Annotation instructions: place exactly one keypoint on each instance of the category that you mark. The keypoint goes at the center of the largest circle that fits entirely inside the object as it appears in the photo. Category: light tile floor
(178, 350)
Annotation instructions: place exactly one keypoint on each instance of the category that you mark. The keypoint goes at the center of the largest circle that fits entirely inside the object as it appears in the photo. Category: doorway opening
========
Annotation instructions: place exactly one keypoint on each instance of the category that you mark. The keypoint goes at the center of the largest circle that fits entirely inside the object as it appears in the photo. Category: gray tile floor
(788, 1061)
========
**Instruction**. Print the lines running from the line containing "gray tile floor" up to and including the line containing "(788, 1061)", reproducing each one without alteration.

**Task solution**.
Annotation instructions: place exactly one keypoint on each instance of the category that you mark. The keypoint goes at the center of the largest circle that fits entirely inside the object as it appears in the photo. Category: gray tile floor
(788, 1061)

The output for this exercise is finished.